WORK TO COMPLETE: Only one portion of the data is to be written out: from the line bearing "pin: the blurred" through the line bearing "pin: the green". Write it exactly as it appears.

[Natural-language object grounding data]
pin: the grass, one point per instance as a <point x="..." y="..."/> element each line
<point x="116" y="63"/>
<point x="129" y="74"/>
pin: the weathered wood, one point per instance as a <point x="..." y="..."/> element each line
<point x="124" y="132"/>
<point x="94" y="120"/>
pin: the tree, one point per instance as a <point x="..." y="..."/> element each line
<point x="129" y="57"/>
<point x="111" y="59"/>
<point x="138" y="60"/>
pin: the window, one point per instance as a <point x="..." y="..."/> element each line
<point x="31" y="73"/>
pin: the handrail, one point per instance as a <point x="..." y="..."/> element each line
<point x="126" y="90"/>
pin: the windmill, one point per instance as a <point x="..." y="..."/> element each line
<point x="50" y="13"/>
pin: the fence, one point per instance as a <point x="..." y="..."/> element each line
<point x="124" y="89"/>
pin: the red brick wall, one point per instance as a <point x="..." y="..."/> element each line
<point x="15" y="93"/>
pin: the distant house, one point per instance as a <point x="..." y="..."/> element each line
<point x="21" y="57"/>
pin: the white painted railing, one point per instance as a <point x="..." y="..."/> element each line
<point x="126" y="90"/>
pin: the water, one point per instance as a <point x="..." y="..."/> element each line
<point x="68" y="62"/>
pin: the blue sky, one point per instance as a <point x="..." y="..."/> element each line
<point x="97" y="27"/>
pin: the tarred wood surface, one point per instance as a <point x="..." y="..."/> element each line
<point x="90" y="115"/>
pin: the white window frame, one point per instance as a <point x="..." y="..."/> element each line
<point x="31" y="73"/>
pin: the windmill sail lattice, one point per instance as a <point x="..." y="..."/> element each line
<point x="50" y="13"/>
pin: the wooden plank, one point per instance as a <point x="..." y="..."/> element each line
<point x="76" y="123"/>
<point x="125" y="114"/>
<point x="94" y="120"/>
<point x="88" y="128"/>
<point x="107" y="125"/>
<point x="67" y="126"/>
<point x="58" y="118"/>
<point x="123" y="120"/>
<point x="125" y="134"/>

--

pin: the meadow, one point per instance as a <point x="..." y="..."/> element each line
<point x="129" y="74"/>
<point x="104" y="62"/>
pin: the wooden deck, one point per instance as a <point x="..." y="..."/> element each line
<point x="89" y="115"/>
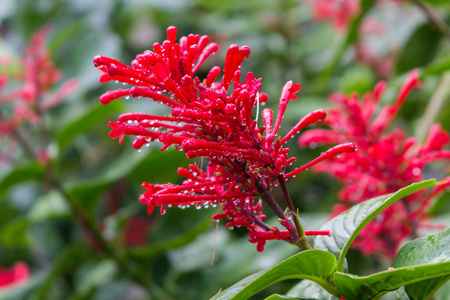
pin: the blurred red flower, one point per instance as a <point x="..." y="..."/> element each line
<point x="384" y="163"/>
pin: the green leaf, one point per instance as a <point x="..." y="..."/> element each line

FINISHED EXERCISE:
pin: the blurred red flower, one point per instance as a <point x="..." y="..."/> element each line
<point x="384" y="163"/>
pin: the green leaf, one point per instance as a <point x="..." y="..."/> element each line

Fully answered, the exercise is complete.